Tasks for this exercise:
**1)** Retype the passage of the parrot thread from "You will be" up to and including "MY boots.. )".
**2)** Answer these questions using the parrot thread, one answer per line:
(a) What are the names of the two parrots?
(b) Which game consoles does Aether say the household still has?
(c) What habit keeps the pig out of the house?
**3)** For each statement, say whether the parrot thread supports it. Answer yes or no and quote the words from the thread that decide it.
(a) The Xbox obeyed the first spoken request for Animal Planet.
(b) The pig was acquired as a baby.
(c) The Xbox One was a Christmas gift.

Document segment:
= = = = = = =
# My parrot's new phrase..



## Latrine (Mar 4, 2014)

My fiancé got me an Xbox One for Christmas and .. Well I like it but it is kind of a pain in the butt. It takes control of your television makes things 'easier' by allowing you to control it and the tv with voice commands in addition to the controller and the normal satellite/tv remotes.
It was really awesome for the first day and now it's basically the most annoying thing on earth and it seems we spend hours shrieking. 'XBOX, watch History, lower volume.. Explode and die so we don't have to deal with you anymore!' Etc.. Over and over as it often takes more than one 'try ' to get it to do what you want.
It also misinterprets, for example your dog barks and the xbox thinks you told it to fast forward, or turn the tv off.. Lol.
My fiancé absolutely hates the thing.. I'm not TOO pleased with it myself , but mostly because there aren't very many decent games out for it yet.

Anyways, we have two parrots, an Amazon 'Rocky' and an African Gray named 'Tyler'.
I couldn't find the remote so I hollered out 'Xbox, watch animal planet'
Amazingly, it worked on the first try.. 
Then I hear 'XBOX, watch Cartoon Network!' from Tyler in the other room .. Xbox responds accordingly. 
I go again, watch animal planet.. Then he does it again. This went on for several minutes, until i remembered i was not going to win this sort of fight, it's like debating politics with a four year old child.
I told him to knock it off and he laughed at me, lol.. So for now, I guess we are watching Cartoon Network!!" 

- Sarah


----------



## Aether (Nov 18, 2013)

LOL!!! That is priceless!!! And I'm sorry you have an Xbox One...no one deserves that sort of trouble in their life.  I remember reading up on it when they were going to release it and I thought "um, no thanks, I'll pass." We still have a gamecube, playstation 2, and a playstation 3, so I think I'm going to stick with those for now.


----------



## lilsurfergrlsp (Dec 13, 2013)

Latrine, you should post a thread with all of your animals! I remember you saying you had a lot, and I think everyone would enjoy seeing all of them! I especially would like to see your mini potbellied pig, and your rescued dogs  If you don't mind, and have the time of course


----------



## Latrine (Mar 4, 2014)

I'm usually writing from my ipod and so I don't think I can post pictures from it.. When my fiancé gets home I'll steal his laptop and post some pictures. 

You will be disappointed in the size of my piggy, I think.. Even though he is a 'mini' he's pretty big .. Lol
We learned there really is no guaranteeing a pig will stay small 
He's wonderful though and I love him.. I wish id gotten him as a baby, he has some habits I'd rather he not have.. He can't come in the house because he likes to seek out and pee inside of my fiance's boots. A dominance thing.. Lol
(I honestly don't see a problem with this, he doesn't pee in MY boots.. )

- Sarah


----------



## hlsiefken (Jan 23, 2014)

Ha! That's hilarious!


----------
= = = = = = =
Data block:
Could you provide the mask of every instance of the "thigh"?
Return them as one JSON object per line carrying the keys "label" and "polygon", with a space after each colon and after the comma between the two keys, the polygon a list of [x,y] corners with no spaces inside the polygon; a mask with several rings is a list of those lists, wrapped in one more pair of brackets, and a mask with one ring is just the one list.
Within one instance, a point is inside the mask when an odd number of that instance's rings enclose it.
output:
= = = = = = =
Answers for this exercise:
**1)**
You will be disappointed in the size of my piggy, I think.. Even though he is a 'mini' he's pretty big .. Lol
We learned there really is no guaranteeing a pig will stay small 
He's wonderful though and I love him.. I wish id gotten him as a baby, he has some habits I'd rather he not have.. He can't come in the house because he likes to seek out and pee inside of my fiance's boots. A dominance thing.. Lol
(I honestly don't see a problem with this, he doesn't pee in MY boots.. )

**2)**
(a) Rocky, an Amazon, and Tyler, an African Gray.
(b) A GameCube, a PlayStation 2 and a PlayStation 3.
(c) He seeks out and pees inside the fiancé's boots.

**3)**
(a) Yes: "Amazingly, it worked on the first try.."
(b) No: "I wish id gotten him as a baby"
(c) Yes: "My fiancé got me an Xbox One for Christmas"